BEGIN Input material

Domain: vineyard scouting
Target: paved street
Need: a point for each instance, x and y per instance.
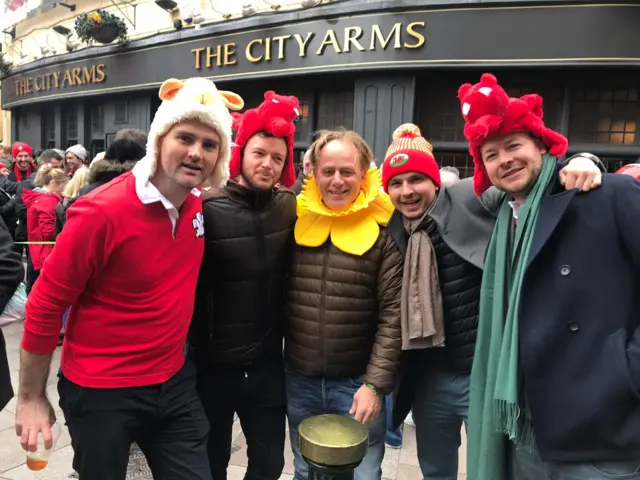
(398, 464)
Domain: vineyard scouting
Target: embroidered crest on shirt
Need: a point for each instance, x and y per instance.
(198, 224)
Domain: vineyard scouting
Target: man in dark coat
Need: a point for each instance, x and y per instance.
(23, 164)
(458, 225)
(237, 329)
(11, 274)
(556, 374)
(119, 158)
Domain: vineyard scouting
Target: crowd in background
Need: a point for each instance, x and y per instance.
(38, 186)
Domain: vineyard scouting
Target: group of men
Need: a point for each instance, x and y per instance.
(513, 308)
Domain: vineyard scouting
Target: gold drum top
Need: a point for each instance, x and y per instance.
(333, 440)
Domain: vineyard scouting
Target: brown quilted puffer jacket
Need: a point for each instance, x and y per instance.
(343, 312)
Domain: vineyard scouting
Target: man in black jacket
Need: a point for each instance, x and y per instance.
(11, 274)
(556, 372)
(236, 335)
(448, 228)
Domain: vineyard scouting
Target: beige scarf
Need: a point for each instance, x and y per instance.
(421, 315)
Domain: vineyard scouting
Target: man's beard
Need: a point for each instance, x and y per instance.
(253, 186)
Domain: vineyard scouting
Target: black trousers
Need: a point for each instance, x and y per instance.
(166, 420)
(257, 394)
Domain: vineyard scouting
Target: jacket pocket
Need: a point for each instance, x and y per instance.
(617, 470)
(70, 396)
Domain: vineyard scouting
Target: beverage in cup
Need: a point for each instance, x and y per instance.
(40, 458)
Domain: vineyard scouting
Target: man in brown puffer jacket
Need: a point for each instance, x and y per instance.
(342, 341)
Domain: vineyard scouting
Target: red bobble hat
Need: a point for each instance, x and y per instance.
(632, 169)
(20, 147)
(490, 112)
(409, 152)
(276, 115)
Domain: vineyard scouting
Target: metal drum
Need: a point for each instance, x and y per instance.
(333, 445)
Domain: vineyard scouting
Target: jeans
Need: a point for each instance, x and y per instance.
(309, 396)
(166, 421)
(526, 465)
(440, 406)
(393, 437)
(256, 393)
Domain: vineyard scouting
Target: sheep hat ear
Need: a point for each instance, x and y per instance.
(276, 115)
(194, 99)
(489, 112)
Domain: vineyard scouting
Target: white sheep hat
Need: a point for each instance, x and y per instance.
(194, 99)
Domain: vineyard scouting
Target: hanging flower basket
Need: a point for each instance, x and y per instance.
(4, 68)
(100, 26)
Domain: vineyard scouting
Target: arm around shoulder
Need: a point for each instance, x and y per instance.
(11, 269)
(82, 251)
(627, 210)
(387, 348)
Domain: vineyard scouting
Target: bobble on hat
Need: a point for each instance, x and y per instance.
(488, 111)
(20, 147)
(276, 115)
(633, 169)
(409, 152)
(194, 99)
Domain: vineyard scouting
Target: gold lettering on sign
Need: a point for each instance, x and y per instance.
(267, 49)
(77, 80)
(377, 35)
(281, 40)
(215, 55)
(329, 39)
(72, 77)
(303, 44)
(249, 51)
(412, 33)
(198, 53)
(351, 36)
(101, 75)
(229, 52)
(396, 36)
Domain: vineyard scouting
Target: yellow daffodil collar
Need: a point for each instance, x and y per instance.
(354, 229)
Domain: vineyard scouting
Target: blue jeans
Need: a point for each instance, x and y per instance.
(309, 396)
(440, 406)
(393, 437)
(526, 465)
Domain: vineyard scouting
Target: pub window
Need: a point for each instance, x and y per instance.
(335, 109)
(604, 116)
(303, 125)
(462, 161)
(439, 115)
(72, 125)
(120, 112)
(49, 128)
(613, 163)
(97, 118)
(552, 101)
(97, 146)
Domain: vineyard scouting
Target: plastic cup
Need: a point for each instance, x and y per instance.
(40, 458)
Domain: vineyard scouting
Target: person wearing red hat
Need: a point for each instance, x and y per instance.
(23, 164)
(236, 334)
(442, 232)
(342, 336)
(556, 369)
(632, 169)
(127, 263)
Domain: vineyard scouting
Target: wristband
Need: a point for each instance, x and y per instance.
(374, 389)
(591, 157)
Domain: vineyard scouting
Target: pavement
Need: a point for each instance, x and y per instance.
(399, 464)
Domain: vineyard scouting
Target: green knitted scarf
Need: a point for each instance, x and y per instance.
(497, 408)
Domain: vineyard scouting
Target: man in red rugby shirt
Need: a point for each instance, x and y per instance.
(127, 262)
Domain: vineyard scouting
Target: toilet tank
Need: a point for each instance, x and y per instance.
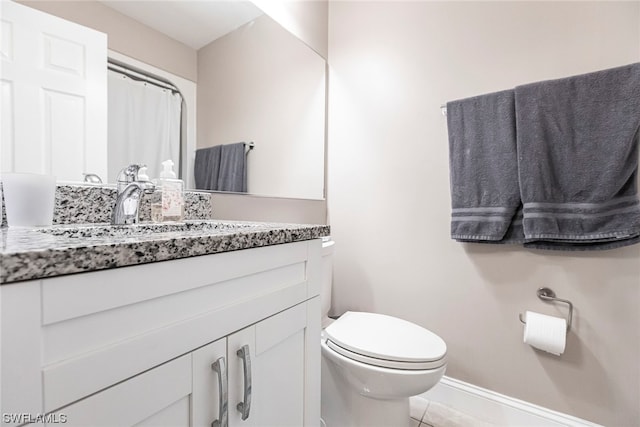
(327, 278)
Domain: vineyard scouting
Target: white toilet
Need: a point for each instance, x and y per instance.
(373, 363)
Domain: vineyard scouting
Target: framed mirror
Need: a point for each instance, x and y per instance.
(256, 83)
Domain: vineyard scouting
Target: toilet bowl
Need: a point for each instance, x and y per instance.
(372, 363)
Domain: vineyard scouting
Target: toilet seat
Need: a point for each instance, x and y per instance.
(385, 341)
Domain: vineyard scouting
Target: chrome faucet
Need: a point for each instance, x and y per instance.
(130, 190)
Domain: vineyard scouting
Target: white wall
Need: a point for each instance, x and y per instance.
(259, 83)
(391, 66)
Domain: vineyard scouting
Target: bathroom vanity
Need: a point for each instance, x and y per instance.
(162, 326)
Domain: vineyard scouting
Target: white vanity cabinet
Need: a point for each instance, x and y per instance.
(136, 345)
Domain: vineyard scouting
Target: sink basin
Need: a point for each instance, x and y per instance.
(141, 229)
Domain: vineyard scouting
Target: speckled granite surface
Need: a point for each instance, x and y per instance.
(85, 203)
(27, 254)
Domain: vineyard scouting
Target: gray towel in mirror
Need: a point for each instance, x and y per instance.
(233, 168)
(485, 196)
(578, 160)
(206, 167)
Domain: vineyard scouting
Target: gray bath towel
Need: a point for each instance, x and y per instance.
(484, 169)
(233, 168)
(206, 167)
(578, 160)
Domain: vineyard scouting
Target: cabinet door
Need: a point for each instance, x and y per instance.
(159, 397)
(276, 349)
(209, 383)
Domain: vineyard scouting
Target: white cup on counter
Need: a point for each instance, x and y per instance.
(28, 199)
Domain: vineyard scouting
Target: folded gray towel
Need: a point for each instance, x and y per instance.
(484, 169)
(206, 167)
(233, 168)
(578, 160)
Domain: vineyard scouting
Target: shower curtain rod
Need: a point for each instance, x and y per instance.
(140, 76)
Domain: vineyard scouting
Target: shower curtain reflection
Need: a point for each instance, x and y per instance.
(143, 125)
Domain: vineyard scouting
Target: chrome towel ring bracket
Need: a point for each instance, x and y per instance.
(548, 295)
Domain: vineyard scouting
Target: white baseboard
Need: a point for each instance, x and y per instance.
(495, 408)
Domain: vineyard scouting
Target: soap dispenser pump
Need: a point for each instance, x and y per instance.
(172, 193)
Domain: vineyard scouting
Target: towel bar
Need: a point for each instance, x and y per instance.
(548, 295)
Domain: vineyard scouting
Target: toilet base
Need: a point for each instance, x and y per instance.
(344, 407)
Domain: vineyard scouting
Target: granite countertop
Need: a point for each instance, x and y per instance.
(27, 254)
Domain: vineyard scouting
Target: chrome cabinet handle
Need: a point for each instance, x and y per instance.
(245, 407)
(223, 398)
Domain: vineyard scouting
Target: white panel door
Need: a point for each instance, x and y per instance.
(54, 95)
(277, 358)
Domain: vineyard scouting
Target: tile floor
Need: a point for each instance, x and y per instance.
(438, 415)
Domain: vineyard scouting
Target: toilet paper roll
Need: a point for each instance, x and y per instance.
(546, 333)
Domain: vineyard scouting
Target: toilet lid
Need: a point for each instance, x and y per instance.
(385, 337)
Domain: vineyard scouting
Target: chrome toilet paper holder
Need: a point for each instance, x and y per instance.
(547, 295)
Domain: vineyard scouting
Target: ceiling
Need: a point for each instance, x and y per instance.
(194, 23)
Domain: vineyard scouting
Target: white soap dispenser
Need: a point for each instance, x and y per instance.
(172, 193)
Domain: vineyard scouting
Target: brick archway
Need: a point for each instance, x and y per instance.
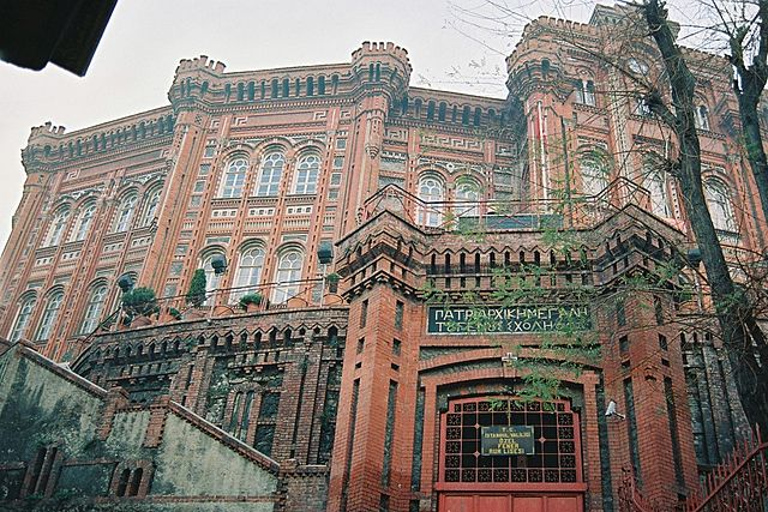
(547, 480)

END Input material
BEGIN Input material

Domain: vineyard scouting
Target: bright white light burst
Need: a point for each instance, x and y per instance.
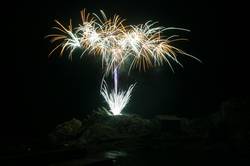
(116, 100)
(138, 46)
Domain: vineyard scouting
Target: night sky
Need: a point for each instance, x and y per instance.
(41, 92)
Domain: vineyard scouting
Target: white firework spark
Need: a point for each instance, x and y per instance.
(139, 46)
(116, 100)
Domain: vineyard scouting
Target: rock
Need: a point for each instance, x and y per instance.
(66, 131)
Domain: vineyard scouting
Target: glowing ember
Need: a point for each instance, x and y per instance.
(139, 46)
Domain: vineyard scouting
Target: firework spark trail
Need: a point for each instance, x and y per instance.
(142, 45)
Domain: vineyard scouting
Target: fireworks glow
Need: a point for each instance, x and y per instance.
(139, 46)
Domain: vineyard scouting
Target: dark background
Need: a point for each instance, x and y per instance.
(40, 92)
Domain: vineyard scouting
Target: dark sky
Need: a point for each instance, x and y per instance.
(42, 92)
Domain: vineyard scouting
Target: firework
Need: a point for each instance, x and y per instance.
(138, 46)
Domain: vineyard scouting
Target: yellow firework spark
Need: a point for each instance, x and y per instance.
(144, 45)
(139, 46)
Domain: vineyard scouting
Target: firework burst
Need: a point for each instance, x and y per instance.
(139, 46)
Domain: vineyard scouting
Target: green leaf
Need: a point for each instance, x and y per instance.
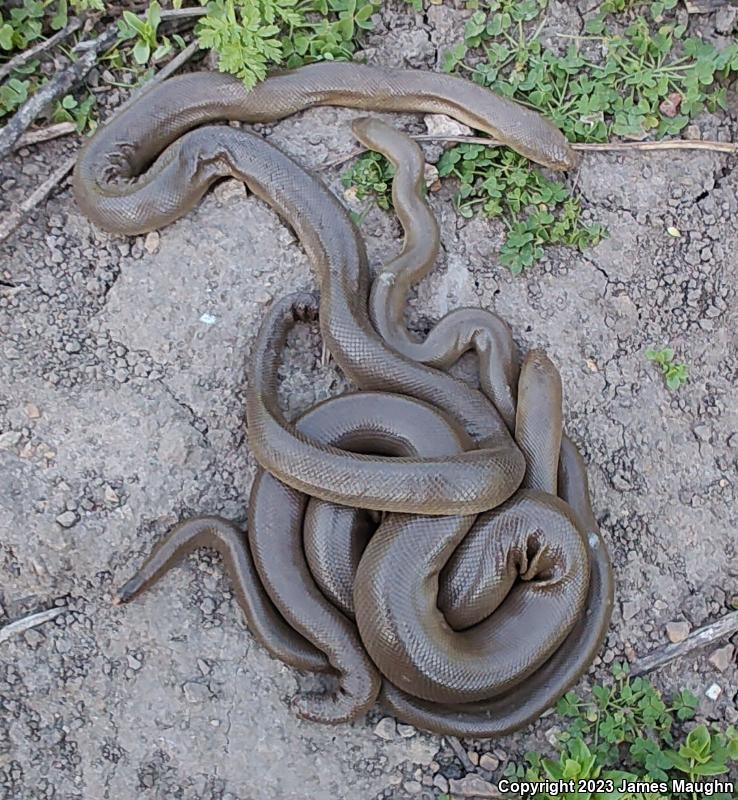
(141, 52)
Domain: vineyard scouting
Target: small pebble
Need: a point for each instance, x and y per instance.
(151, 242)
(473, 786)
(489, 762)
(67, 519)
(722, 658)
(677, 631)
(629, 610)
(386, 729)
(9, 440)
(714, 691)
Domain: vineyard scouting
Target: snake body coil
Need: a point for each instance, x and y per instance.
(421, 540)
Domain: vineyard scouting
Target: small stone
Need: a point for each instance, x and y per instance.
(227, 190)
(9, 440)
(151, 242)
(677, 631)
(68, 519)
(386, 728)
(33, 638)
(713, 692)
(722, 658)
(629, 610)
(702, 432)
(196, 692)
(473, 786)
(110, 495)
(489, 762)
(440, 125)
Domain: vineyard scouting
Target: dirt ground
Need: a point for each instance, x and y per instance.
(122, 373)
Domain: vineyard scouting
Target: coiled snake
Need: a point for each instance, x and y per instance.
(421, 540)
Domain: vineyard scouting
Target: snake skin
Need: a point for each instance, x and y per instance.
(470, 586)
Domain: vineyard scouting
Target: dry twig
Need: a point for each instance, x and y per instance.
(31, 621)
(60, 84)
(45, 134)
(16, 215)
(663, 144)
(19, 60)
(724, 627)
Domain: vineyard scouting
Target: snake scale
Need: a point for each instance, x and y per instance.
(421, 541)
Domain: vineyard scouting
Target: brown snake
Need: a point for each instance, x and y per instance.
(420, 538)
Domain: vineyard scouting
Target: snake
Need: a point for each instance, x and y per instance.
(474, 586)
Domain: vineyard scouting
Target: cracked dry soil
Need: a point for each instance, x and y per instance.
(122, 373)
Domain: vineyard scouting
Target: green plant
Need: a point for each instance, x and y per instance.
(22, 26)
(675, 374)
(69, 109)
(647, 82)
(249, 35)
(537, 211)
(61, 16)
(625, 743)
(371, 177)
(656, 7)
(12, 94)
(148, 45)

END Input material

Task statement → When a line in the material above holds the word "granite", copy that line.

Problem solution →
Target: speckled granite surface
Target: granite countertop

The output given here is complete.